Goal of the exercise -> The answer must be an exact copy of the entries below, with no images in it.

Dataset records ->
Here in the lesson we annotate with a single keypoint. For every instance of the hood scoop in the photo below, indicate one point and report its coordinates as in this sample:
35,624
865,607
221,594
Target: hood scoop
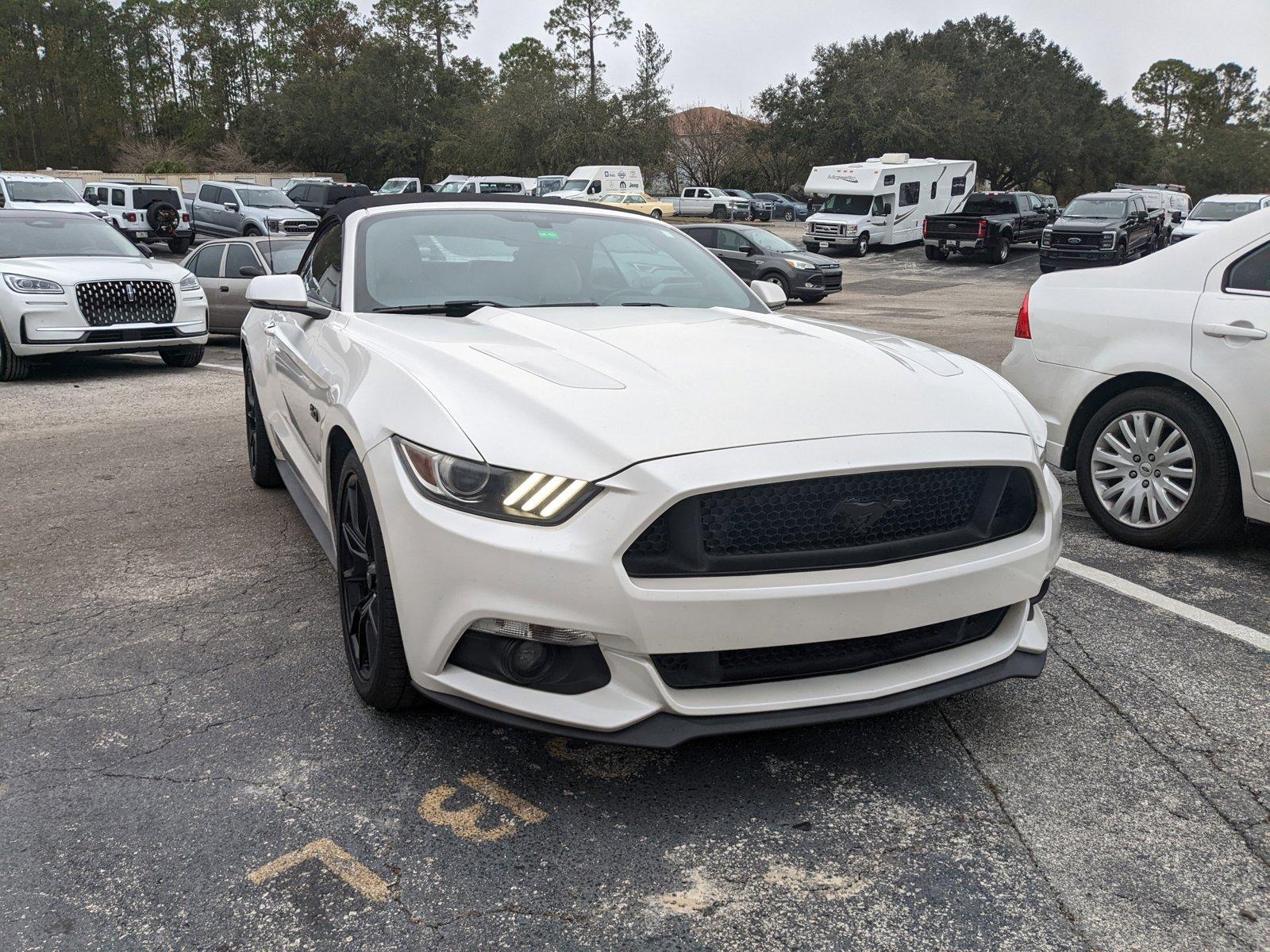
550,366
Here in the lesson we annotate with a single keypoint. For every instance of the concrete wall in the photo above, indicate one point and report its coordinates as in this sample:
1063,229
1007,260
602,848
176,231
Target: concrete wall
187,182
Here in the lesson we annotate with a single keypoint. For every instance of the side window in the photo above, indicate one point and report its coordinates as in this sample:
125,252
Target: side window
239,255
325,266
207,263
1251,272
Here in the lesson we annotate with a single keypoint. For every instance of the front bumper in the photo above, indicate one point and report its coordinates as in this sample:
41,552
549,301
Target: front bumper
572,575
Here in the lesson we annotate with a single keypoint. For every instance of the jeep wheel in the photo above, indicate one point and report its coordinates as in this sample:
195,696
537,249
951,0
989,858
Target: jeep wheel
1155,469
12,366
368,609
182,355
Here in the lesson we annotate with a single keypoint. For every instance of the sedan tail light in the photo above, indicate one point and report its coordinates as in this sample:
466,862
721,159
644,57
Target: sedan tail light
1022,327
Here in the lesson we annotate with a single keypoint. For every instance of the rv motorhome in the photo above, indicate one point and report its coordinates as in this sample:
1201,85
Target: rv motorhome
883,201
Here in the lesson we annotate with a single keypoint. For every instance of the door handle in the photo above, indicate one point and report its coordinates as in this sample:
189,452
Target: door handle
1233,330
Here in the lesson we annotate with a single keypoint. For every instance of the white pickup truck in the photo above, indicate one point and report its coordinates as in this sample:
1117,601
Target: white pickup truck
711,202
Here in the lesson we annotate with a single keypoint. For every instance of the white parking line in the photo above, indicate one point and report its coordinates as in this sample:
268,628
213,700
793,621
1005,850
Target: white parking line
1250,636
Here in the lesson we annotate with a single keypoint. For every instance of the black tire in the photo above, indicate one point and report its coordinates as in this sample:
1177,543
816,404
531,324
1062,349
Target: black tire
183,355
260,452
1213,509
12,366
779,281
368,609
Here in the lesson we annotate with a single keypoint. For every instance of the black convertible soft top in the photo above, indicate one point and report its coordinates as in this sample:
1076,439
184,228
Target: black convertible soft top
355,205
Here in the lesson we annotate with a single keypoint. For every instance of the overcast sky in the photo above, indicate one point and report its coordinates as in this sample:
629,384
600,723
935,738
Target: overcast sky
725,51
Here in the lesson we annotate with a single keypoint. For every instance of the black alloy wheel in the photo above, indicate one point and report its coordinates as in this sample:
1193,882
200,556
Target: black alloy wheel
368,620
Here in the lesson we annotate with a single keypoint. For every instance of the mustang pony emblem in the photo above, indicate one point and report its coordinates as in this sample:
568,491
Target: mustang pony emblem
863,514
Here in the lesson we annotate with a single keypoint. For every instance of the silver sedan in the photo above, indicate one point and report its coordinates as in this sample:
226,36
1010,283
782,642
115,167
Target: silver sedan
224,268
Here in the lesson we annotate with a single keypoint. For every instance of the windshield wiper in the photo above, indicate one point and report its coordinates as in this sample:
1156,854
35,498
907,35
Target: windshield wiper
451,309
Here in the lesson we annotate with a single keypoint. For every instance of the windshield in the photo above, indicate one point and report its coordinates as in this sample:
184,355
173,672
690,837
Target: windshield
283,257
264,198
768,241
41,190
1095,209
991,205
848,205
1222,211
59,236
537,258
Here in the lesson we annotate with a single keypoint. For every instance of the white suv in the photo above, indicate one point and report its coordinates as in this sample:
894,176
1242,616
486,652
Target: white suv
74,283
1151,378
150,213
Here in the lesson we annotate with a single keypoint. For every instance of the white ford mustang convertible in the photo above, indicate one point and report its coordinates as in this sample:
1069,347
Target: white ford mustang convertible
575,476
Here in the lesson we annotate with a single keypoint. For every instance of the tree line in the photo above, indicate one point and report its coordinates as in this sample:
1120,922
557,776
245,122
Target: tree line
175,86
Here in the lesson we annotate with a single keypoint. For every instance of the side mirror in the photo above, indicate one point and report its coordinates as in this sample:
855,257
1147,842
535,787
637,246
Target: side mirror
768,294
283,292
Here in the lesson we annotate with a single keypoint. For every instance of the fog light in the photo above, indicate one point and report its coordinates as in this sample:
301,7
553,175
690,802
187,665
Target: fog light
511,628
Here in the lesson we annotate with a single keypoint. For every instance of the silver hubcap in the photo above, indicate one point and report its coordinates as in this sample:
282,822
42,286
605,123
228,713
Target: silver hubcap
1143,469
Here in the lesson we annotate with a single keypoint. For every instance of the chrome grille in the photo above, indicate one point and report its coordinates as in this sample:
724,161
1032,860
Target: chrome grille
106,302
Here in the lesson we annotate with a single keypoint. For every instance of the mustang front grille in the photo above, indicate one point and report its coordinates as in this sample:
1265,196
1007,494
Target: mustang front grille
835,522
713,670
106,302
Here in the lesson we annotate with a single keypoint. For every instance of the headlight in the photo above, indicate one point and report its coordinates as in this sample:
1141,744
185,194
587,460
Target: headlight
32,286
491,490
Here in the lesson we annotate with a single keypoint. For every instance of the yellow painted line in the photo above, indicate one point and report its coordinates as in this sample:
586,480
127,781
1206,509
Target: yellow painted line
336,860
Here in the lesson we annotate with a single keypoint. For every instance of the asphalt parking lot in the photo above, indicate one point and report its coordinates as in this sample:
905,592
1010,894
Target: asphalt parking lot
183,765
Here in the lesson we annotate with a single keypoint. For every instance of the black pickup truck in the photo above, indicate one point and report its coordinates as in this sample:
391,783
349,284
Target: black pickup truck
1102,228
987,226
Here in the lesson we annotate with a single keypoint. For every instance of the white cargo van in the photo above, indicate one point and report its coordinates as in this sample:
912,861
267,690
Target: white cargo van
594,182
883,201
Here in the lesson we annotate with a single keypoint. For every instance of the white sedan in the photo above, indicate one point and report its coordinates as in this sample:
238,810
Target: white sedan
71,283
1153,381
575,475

Solution to the exercise ->
Here in the lesson we annotate with a single keypoint. For every instance of the hood scoop in the photo below, indicate one point and report its coordinates as in this sample:
35,624
865,607
221,594
Target: hood scoop
550,366
Here in the lesson we annotate with a single keypoint. For every instance of the concrete wall in the photo above, indicate one point and report its coordinates as in this sample:
1063,229
1007,260
602,848
176,231
Target: concrete wall
187,182
Here in the lesson we annotate with a single keypoint. For every instance of the side window in the photo above, indicate one point and report its coordinates as in this sample:
125,252
Target: side window
239,255
325,266
207,263
1251,272
Here in the lesson we annotate with a single keypoint. For every instance of the front bumper in the photo above, indicate one point and report its coordinates as in this sample:
41,552
549,301
Target: front bumper
572,575
Here in the lesson we annotate with a single keypoint. For every instance of the jeep wheel in the photo above, indicate one point and report its coordinates as in this sample:
195,696
537,249
951,0
989,858
Target: jeep wheel
1155,469
12,366
368,609
182,355
Here in the lesson we annotate with a single keypoint. For every instance of the sedan tail light in the photo above, indicate one point and report its coordinates as in this sample:
466,862
721,159
644,57
Target: sedan tail light
1022,327
Here in the lesson we annotate with a single keypoint. For every instance of the rv motorhome in the photo above, indicate one point and report its coordinates as in this sample:
1201,85
Target: rv motorhome
883,201
Here in the lesson we annotate with a single keypoint. For every instance of the door handle in the photo above, indicate one point and report its coordinates as in this sample:
189,452
Target: door handle
1233,330
Here in the lesson we annotate with a single keypoint. For every instance of the white pickup truck in the photo above, indicate one point and report its coordinates as in this sample:
1117,601
Target: white pickup truck
711,202
Here in the lesson we annotate with a single keypoint. For every instance of the white parking line in the photo above, indicate one point and report its coordinates as in this sample:
268,628
213,700
793,621
1005,850
Target: white parking line
1250,636
Here in the lesson we annotate with a single keypoint. For every instance of the black tire in the photo above, indicate one point and report its coordinates as in this sample:
1177,543
816,404
531,324
1062,349
Target: black tire
183,355
260,452
1213,509
12,366
779,281
368,609
Here in the lesson we annotate with a single keypoint. For every instance of the black convertible soft top in the photo above, indicate one point and report its coordinates as in this sample:
1076,439
184,228
Target: black convertible soft top
355,205
Here in the lesson we annotate with a single keypoint. For every instance of the overcast sky in the photo above, indicate one point and report its coordinates as in this sample:
629,384
600,723
935,738
Target: overcast sky
725,51
Here in the lesson we annotate with a single keypoint. For every instance of the black alloy wheel in the photo above, indicate one point and report its coordinates as in this sample:
1193,882
200,556
Target: black alloy wheel
368,620
Here in the lesson we annotate with a single keypoint. For every instance of the mustang pony emblem in the photo above, indicate one point and report its coordinates as in this sample:
568,491
Target: mustang pony emblem
863,514
Here in the lesson we annotate with a single keypoint. For every instance of the silver sedan in the photo above, indicate one point and report its coordinates as in this sample:
226,36
1010,283
782,642
115,167
Target: silver sedan
224,268
Here in the lesson we annotate with a single keypoint. For every instance of the windshield wiper in the photo above, indicate one point and report its coordinates as in this sample:
1156,854
35,498
907,35
Target: windshield wiper
451,309
Here in the lesson we annotate with a single keypoint. For every instance of the windshield in the photo above, indicate one point and report its coordinates as in this sample:
184,355
173,672
690,837
Target: windshield
283,257
264,198
768,241
41,190
1095,209
991,205
848,205
1222,211
59,236
537,258
Here in the lesson we annotate with a single keypoint. For every instance of the white suv in the photo above, indicate one point and report its coordinates as in this sample:
894,176
1242,616
486,652
Target: white suv
74,283
1151,378
150,213
Here in the lesson we annotate with a single keypoint. For every instance of the white ford mustang convertible in the photo above, indicate one point and report its coordinates as in this sample:
1069,347
Target: white ford mustang convertible
575,476
Here in the lesson we annotate with a single keypoint. For every instance of the tree line in the photo above, indicate one point and report its coordinates as in this sample:
1120,922
557,776
245,122
Target: tree line
175,86
Here in the lesson we annotate with a single keypoint. For every instance of the side mirror in the photo above, indicate one point and report its coordinates as in this sample:
855,257
1147,842
535,787
637,246
Target: side mirror
768,294
283,292
Here in the lesson we annotate with a single keypoint. For every instance of the fog light in the photo above, indicate one point and report its coordinates as in this sample:
301,7
553,175
690,802
187,665
Target: fog light
511,628
Here in the lesson we annotate with a single keypoint. For every instance of the silver hubcap in the photo above, indicate one point and report its coordinates as in this sample:
282,822
42,286
605,123
228,713
Target: silver hubcap
1143,469
Here in the lesson we annotate with a single keypoint. For every instance of the chrome grille in the photo above, indicate one point and report its coordinates as in this sample:
724,161
1032,860
Target: chrome grille
106,302
Here in the lesson we annotate with a single keypoint. For every instance of the mustang front grille in the photo above, indicate one point and report its coordinates as in this sample:
1265,196
1007,494
Target: mustang front grille
835,522
713,670
106,302
Here in the lesson we annotate with a single keypoint. For every instance of the headlight in the photo above, indicate one point and report its coordinates as in this sample:
1141,744
185,194
587,460
Target: headlight
32,286
491,490
Here in the lesson we annotate with a single keypoint. For every instance of the yellow painted line in the photo above, indicate one point and report its coordinates as in this sample:
586,480
127,781
1206,509
Target: yellow painted line
336,860
Here in the lesson we annotate with a single keypoint. For every instance of the asphalt parking lot in the photo above, indicate one point and report its coordinates as in this sample:
905,592
1010,894
Target: asphalt parking lot
183,765
Here in the lesson we annotate with a single keypoint. For every instance of the black pickup truck in the photo above, indicate one point and report its coordinates as in this sample:
391,783
349,284
Target: black pickup truck
1102,228
987,226
Here in the lesson we annotate with a single keypoint. For every instance of the white cargo van in the photo above, indicate one point and report its coordinates as in this sample:
912,861
267,690
Target: white cargo van
594,182
883,201
Here in the lesson we annotate with a single keypoint. For every instance of the white sedan in the photo above, indicate one point and report its coordinates as in this sample:
238,810
Target: white sedan
71,283
1153,381
575,475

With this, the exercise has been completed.